**INFORMATION PROVIDED**:
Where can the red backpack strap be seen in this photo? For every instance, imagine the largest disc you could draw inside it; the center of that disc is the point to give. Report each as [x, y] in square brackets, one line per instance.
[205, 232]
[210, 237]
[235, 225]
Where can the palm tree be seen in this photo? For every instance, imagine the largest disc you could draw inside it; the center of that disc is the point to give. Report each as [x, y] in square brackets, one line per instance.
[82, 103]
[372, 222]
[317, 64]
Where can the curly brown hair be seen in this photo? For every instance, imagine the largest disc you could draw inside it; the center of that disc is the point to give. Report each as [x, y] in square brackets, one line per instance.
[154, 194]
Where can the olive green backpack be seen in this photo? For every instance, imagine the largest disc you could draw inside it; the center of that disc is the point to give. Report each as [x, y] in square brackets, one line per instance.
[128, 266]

==

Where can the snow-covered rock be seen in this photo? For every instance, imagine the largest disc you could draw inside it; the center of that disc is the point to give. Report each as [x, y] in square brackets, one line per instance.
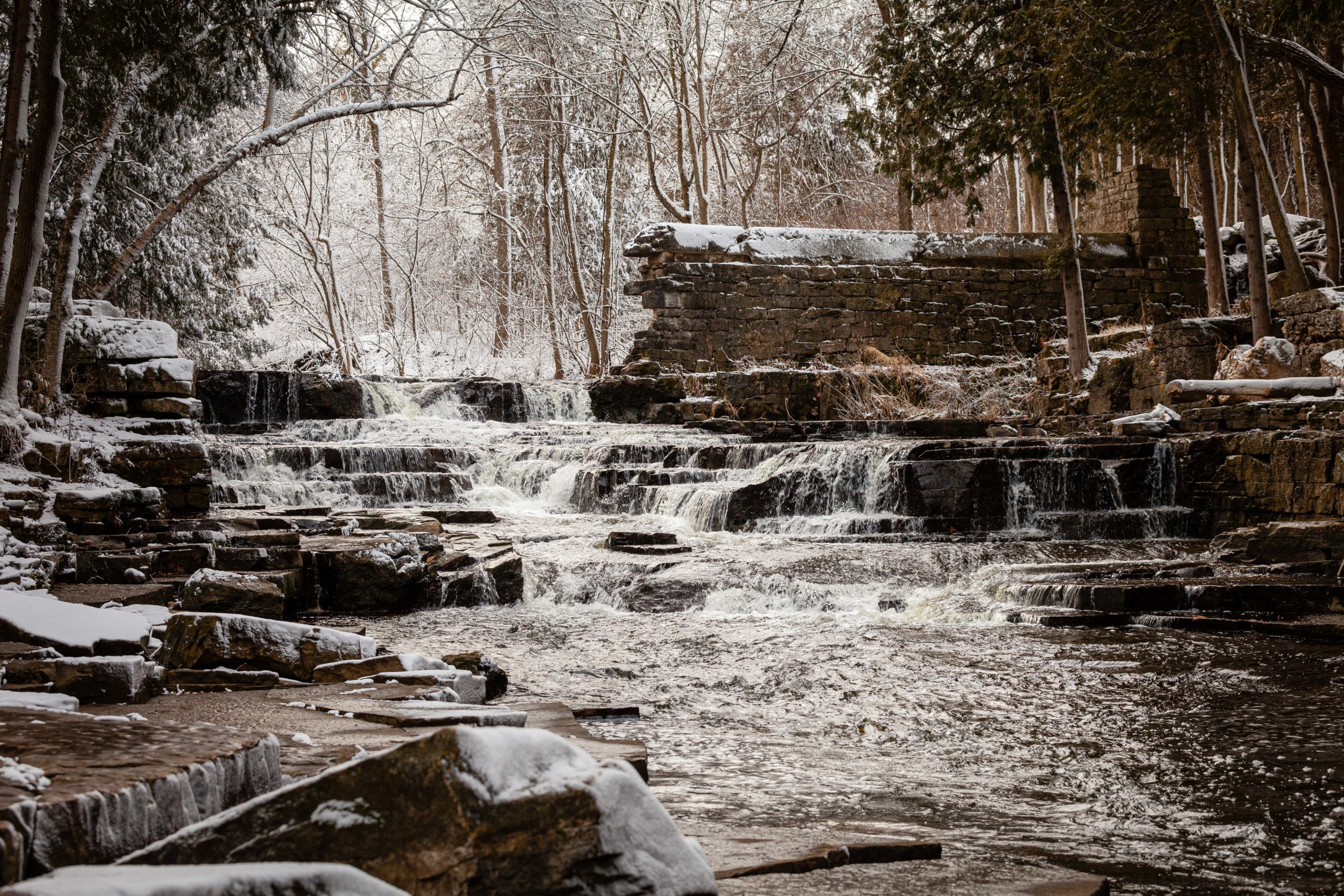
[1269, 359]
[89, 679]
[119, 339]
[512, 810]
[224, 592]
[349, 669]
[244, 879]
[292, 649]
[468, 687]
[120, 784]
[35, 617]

--

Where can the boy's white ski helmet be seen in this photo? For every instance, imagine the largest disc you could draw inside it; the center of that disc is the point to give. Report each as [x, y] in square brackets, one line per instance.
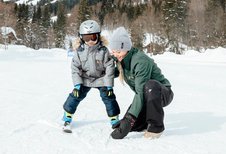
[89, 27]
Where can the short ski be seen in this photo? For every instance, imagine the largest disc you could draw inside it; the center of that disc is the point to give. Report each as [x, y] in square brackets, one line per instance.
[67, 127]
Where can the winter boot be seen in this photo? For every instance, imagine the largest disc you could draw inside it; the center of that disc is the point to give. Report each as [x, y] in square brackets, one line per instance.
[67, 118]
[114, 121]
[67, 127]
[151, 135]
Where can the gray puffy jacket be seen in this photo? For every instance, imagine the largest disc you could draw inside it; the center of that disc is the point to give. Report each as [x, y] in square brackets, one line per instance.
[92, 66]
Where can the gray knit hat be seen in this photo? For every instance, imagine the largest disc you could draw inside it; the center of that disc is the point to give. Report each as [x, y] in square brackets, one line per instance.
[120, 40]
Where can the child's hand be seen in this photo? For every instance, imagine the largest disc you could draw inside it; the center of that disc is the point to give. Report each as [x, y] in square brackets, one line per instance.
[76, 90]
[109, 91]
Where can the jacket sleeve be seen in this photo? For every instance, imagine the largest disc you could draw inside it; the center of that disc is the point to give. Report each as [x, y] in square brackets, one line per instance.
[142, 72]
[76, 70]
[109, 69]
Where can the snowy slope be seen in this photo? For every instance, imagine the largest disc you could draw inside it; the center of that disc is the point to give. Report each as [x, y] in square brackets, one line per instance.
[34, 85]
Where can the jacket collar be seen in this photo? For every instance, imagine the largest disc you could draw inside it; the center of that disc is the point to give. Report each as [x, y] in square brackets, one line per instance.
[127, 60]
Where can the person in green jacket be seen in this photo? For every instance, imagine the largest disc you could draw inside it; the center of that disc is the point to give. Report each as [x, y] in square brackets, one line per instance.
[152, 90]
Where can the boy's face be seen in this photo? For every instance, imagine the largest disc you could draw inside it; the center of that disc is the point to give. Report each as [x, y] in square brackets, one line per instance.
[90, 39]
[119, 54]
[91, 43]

**DIRECTIVE**:
Gather every line from the records above that contains the word "jacket", and copy each one in full. Match the case exactly.

**EXERCISE SOLUTION**:
Where can the gray puffy jacket be seen in this photo? For every instance, imagine the largest disc you could draw inside it; the center of that disc is the point to give. Report each as [x, y] in square brackets, one line per instance.
Where can the jacket sleeve be seen in this photo? For every instance, imagine the largest disc you could draw inside it; the center of that disc is the point to give. Report each as [x, y] in square brackets, one line per instance.
Where can the jacket collar be seen in this photo? For every instance, imagine the largest disc you could draw inside it; the center of that disc is the point to give. Report each as [x, y] in square brackets, one line per instance.
Where can the person in green jacket be seen in this photo? For every instance, imagine the largest disc you could draw inside it; the center of that disc is the point to give. Report each as [x, y] in square brackets, one line per instance.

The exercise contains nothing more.